> **Задание 1**:
Кто навестил Дитриха Бонхёффера двадцать шестого ноября, согласно тексту о Бонхёффере в тюрьме Тегель?
> **Задание 2**:
Отредактируйте текст о Бонхёффере в тюрьме Тегель: перепишите его между словами «Впрочем, эйфория продлилась» и «пилотам находить цели.» включительно, заменив «лазарета» на «медпункта».

Пока Рёдер пытался ограничить доступ к Донаньи, комендант Вальтер Метц смягчил правила посещения в тюрьме Тегель. Город сильно пострадал от бомбежек, вдобавок скоро Рождество[718]. Двадцать шестого ноября Дитриха Бонхёффера навестили Мария фон Ведемейер, родители и Эберхард Бетге. Свидание было короче обычного, но так воодушевило Бонхёффера, что, вернувшись в камеру, пастор не мог даже сидеть. Отказавшись от обеда, он целый час кругами ходил по камере, бормоча под нос: «Это же просто прекрасно!»
Впрочем, эйфория продлилась недолго. Стемнело, и снова посыпались бомбы. Одной из стратегических целей был военный завод Борзиг неподалеку от Тегеля. Опасное соседство. Несколько бомб разрушили часть тюремной стены, почти все окна в корпусах вылетели. Бонхёффера вывели из камеры, чтобы он помогал медикам, но пока налет не закончился, ничего нельзя было сделать. Пастор лег на пол лазарета — с полок сыпались пробирки, инструменты и лекарства.
В городе снова отключили электричество. Узники, запертые в камерах, кричали от ужаса в темноте, а бомбы все падали и падали. Наконец прозвучал отбой воздушной тревоги. Медики помогали раненым до часа ночи. На следующий день Бонхёффер передал Кноблоху письмо для Бетге. В нем пастор говорил о вспышках «рождественских огней» в небе прошлой ночью, что помогали пилотам находить цели.

> **Исходные материалы**:
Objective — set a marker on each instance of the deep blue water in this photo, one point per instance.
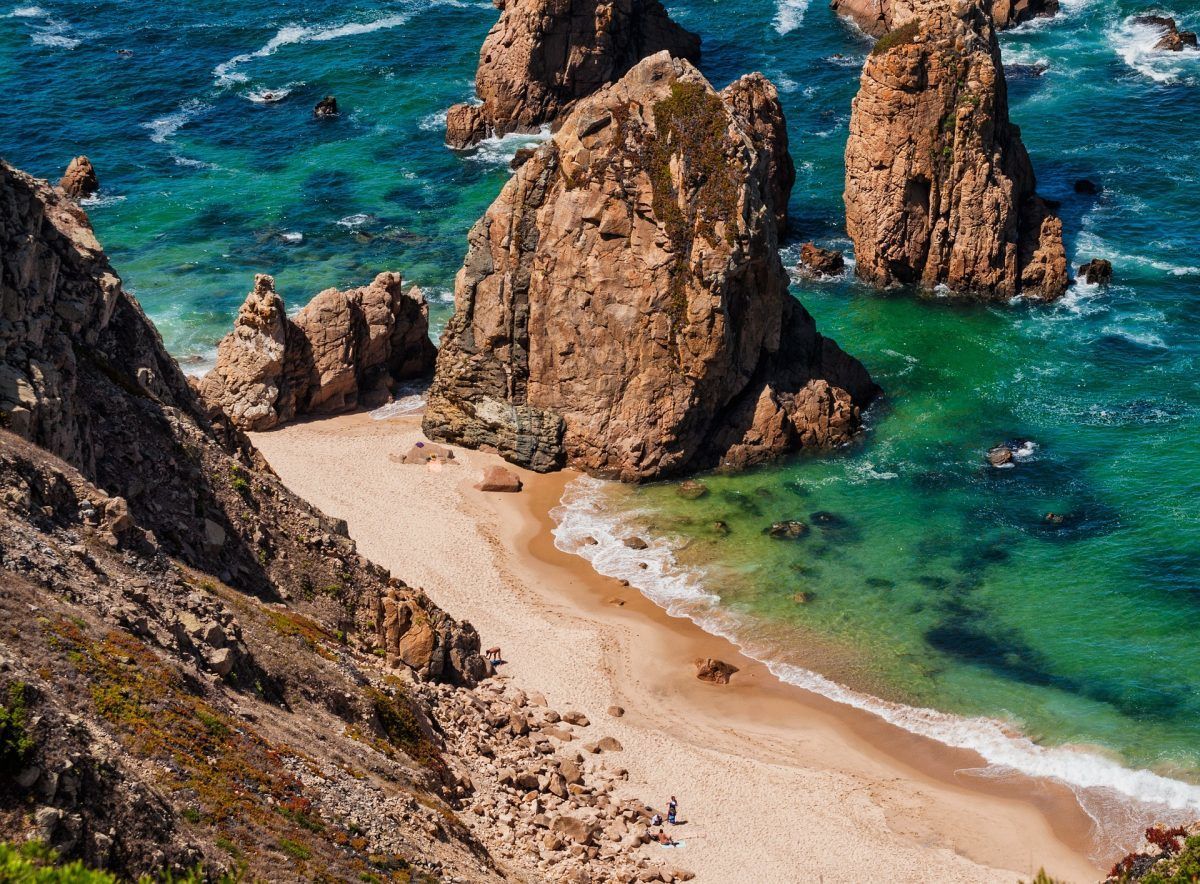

> **Ожидаемый ответ 1**:
Мария фон Ведемейер, родители и Эберхард Бетге.

> **Ожидаемый ответ 2**:
Впрочем, эйфория продлилась недолго. Стемнело, и снова посыпались бомбы. Одной из стратегических целей был военный завод Борзиг неподалеку от Тегеля. Опасное соседство. Несколько бомб разрушили часть тюремной стены, почти все окна в корпусах вылетели. Бонхёффера вывели из камеры, чтобы он помогал медикам, но пока налет не закончился, ничего нельзя было сделать. Пастор лег на пол медпункта — с полок сыпались пробирки, инструменты и лекарства.
В городе снова отключили электричество. Узники, запертые в камерах, кричали от ужаса в темноте, а бомбы все падали и падали. Наконец прозвучал отбой воздушной тревоги. Медики помогали раненым до часа ночи. На следующий день Бонхёффер передал Кноблоху письмо для Бетге. В нем пастор говорил о вспышках «рождественских огней» в небе прошлой ночью, что помогали пилотам находить цели.